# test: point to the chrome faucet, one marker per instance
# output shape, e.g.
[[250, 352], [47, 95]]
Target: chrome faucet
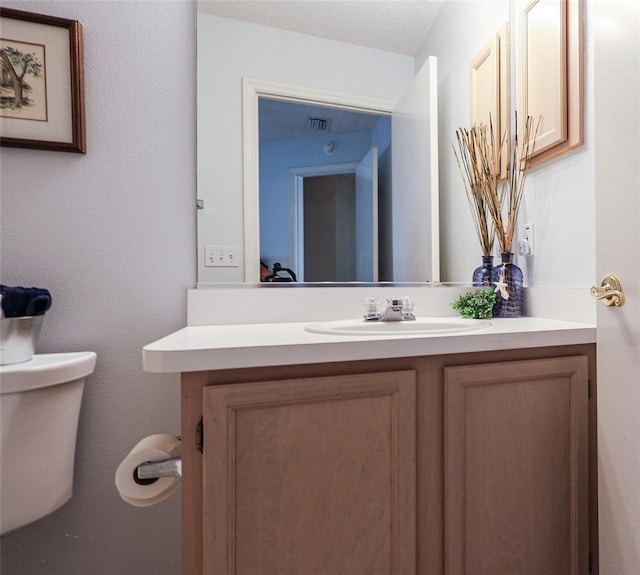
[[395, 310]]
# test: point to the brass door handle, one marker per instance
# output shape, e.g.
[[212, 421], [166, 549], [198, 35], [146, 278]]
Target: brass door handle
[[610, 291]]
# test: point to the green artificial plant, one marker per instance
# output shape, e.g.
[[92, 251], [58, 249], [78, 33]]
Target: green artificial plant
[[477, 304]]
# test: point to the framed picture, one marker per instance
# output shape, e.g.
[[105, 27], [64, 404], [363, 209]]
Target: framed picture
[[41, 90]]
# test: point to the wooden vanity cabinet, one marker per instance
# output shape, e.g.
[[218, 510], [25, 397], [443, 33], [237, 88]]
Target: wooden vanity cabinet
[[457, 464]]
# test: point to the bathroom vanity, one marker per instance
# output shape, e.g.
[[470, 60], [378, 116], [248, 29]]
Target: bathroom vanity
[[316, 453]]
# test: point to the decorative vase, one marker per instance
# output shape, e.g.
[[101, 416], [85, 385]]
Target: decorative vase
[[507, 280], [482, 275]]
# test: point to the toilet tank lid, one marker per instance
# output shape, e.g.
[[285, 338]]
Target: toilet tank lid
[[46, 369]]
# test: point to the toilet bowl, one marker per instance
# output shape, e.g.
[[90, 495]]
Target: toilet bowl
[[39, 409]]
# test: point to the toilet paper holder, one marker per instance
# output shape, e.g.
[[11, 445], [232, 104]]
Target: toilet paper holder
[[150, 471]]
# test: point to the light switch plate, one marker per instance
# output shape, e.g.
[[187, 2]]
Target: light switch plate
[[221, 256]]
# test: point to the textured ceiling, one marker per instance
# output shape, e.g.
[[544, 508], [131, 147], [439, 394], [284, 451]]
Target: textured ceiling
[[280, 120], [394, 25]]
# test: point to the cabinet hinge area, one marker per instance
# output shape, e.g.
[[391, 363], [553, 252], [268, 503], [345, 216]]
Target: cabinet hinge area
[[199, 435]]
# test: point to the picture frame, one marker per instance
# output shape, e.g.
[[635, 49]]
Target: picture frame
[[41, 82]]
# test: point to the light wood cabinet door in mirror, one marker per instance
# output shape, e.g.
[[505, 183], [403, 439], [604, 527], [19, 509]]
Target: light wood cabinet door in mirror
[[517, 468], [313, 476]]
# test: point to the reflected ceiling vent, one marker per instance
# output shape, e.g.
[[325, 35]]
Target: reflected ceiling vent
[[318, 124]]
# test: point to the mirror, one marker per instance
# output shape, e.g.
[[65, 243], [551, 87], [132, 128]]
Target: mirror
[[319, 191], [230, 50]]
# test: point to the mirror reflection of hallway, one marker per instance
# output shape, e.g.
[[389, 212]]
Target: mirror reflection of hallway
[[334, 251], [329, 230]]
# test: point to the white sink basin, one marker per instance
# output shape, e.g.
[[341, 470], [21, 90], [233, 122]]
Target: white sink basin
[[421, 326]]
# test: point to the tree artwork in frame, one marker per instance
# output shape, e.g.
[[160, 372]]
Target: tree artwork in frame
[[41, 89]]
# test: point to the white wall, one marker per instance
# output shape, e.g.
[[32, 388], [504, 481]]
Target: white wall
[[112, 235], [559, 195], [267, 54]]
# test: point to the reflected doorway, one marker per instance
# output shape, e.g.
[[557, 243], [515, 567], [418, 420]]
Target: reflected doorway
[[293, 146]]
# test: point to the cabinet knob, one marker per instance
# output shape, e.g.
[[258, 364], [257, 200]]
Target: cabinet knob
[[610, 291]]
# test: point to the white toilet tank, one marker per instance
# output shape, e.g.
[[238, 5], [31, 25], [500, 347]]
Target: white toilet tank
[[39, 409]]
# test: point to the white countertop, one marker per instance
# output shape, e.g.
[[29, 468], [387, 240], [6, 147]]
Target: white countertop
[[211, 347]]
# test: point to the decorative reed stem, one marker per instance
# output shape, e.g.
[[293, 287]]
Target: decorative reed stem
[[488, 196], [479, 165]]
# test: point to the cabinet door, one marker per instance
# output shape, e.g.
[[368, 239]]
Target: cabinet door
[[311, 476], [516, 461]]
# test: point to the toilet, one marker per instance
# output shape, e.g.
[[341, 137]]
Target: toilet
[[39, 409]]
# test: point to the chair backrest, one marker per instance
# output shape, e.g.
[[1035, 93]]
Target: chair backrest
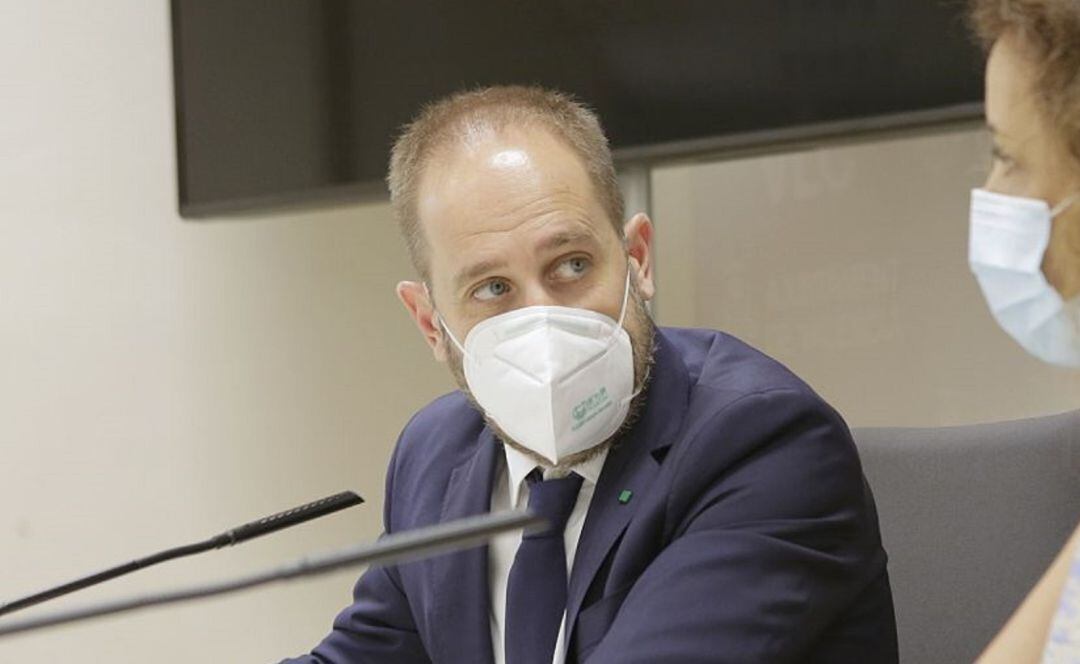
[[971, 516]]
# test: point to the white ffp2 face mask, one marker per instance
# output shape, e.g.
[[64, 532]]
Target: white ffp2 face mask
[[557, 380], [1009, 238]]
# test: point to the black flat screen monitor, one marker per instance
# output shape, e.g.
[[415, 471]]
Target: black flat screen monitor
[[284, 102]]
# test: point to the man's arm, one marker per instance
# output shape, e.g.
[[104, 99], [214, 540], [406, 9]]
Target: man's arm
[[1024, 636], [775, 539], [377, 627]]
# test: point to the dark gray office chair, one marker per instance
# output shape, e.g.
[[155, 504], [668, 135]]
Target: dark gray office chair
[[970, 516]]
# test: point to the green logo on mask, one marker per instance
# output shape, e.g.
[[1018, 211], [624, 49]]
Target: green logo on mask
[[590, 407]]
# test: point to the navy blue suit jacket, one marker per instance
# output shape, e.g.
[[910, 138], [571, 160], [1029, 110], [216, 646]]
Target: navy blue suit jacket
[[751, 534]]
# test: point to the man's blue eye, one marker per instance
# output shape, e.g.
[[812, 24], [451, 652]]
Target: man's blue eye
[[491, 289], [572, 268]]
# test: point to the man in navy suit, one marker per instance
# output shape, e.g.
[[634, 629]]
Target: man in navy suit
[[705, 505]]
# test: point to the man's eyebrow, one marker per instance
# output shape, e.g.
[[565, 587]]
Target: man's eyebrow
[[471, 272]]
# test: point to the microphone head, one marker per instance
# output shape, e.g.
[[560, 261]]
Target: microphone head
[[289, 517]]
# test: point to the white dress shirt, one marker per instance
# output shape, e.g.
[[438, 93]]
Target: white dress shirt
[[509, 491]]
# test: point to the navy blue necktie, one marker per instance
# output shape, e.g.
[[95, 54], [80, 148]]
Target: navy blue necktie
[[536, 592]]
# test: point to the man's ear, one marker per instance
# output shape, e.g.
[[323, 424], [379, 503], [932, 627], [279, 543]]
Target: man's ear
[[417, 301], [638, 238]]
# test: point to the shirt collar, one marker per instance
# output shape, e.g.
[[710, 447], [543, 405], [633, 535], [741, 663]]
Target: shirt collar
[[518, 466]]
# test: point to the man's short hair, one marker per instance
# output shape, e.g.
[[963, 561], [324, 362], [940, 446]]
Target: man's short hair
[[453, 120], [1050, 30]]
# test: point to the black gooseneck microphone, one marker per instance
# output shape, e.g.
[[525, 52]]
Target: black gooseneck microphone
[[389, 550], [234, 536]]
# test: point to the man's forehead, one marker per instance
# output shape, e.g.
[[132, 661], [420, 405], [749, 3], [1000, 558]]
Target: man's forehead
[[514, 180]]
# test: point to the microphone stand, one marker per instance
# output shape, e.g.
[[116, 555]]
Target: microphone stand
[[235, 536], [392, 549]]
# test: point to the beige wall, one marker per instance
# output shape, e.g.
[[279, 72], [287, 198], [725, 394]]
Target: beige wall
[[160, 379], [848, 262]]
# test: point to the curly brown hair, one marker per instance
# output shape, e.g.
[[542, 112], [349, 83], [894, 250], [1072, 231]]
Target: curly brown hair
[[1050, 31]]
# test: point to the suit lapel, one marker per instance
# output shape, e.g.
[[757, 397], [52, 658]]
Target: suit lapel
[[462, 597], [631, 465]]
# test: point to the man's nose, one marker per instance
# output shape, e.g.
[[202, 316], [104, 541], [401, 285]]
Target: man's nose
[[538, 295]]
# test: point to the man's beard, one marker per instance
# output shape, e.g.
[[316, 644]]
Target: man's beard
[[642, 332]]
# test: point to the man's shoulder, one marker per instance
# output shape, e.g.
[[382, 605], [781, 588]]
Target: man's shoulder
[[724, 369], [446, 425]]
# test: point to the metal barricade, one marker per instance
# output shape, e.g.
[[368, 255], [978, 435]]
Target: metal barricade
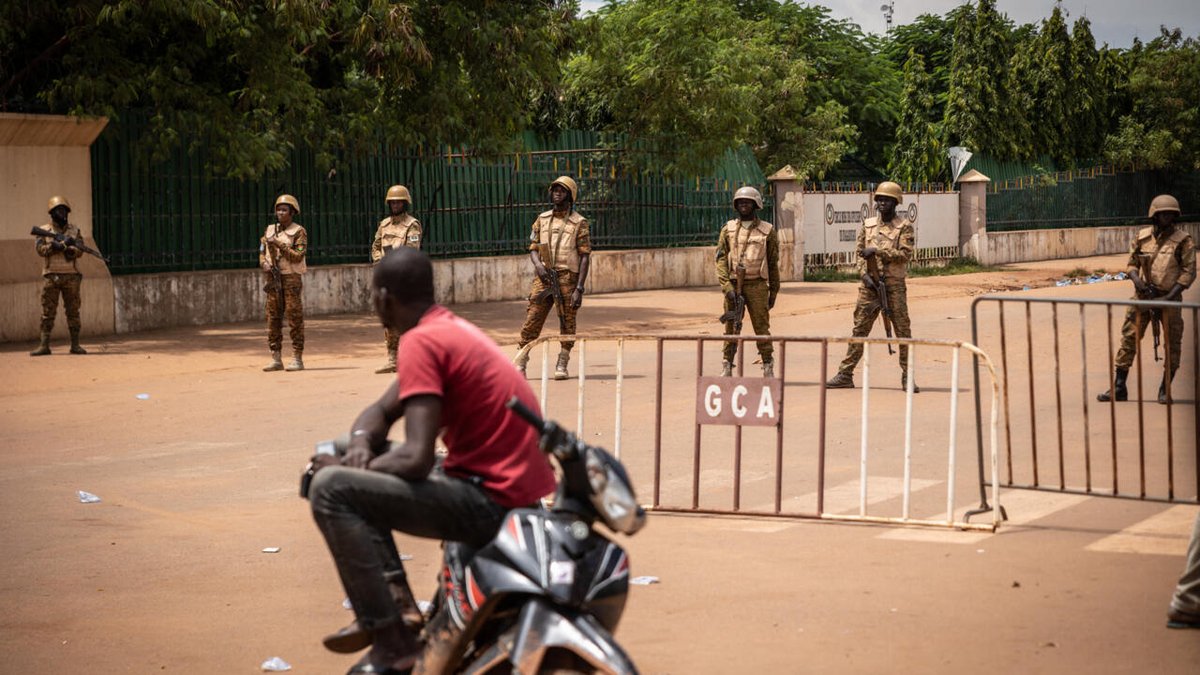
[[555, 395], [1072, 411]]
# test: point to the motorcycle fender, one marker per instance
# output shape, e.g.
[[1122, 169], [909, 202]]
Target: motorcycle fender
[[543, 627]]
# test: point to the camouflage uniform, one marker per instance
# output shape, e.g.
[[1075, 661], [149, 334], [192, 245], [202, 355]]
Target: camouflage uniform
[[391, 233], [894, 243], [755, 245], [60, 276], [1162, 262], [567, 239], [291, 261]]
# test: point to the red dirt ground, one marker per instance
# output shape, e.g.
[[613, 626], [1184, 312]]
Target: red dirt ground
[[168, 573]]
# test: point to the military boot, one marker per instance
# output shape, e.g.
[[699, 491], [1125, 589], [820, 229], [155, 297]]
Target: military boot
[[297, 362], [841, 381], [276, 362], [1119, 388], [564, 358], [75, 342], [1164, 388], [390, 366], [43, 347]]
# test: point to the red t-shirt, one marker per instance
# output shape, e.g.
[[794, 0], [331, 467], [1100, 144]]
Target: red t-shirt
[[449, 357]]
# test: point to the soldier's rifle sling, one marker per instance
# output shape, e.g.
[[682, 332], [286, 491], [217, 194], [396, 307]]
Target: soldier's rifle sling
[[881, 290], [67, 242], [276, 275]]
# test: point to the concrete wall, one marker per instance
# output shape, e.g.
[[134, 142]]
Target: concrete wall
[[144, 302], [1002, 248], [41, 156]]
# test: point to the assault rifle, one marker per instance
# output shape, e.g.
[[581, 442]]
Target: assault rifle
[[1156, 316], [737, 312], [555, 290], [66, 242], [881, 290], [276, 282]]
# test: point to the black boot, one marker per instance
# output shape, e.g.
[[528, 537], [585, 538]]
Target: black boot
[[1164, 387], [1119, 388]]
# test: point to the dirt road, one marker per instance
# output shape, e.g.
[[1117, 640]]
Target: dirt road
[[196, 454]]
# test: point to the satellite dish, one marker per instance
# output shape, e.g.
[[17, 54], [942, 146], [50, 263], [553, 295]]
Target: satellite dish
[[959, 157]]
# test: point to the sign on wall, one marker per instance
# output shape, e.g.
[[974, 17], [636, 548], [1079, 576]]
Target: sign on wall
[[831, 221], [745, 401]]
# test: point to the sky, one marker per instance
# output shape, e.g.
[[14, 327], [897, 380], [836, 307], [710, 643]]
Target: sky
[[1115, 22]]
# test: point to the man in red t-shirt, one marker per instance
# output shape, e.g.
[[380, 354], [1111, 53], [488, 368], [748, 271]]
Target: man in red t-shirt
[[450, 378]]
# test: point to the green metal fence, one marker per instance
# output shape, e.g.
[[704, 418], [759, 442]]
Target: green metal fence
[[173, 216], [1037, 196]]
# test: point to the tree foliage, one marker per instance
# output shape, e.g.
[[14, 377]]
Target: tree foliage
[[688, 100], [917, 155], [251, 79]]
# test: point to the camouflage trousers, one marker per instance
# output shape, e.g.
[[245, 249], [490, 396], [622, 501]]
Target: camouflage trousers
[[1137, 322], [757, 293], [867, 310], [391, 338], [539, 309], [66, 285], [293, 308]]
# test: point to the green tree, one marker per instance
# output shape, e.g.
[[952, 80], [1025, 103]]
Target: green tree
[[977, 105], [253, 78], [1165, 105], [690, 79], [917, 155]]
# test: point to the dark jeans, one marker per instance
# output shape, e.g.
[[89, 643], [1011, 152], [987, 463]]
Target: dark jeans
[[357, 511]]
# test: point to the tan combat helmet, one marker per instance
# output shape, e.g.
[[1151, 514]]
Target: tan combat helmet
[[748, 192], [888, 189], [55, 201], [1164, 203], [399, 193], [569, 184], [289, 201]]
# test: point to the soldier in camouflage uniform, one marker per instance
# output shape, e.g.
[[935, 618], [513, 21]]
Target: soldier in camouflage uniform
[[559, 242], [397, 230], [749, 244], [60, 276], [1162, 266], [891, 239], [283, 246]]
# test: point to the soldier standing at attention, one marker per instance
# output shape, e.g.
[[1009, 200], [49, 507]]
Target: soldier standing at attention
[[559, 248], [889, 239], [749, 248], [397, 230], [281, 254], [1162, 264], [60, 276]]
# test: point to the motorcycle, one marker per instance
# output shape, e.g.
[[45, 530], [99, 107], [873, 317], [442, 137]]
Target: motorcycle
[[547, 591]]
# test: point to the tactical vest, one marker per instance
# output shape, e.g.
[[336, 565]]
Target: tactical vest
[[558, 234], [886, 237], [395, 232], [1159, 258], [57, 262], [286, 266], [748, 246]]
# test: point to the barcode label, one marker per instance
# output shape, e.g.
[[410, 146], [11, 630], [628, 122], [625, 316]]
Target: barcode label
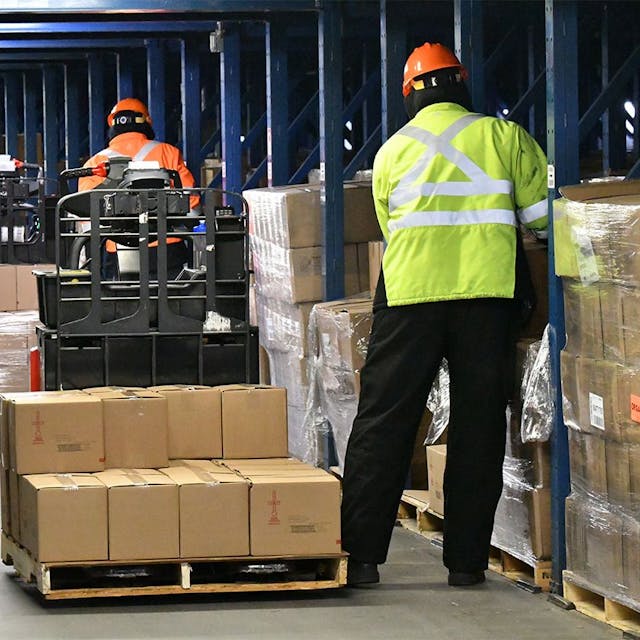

- [What you will do] Render the lines of the items that begin with the line containing "# test: point to the microphone stand, one" and end with the line containing "[[160, 379], [848, 262]]", both included, as a Markdown table. Use the columns Row and Line, number each row, and leave out blank lines.

- [Response below]
| Row | Line |
|---|---|
| 1 | # test: point to the microphone stand, one marker per instance |
| 2 | # output shape, e.g. |
| 3 | [[116, 555]] |
| 4 | Target: microphone stand |
| 5 | [[235, 536], [392, 549]] |
| 6 | # test: point to the beige wall, one marker per instance |
| 7 | # output shape, e.g. |
| 8 | [[279, 72], [287, 198], [725, 394]] |
| 9 | Target: beige wall |
| 10 | [[160, 379], [848, 262]] |